* [Your objective]: Rewrite every line of the records below, requests included, scaling each coordinate in the answers by 0.35 and rounding to the nearest whole number, with halves rounded up.

(Pointing records)
** Start **

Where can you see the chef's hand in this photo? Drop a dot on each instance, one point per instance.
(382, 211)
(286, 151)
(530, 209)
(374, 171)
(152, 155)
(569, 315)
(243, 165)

** End **

* [Written response]:
Where can you see the chef's hand in this photo? Drop a dot on each instance, one point per instance.
(134, 74)
(100, 53)
(186, 73)
(131, 60)
(53, 54)
(199, 110)
(85, 58)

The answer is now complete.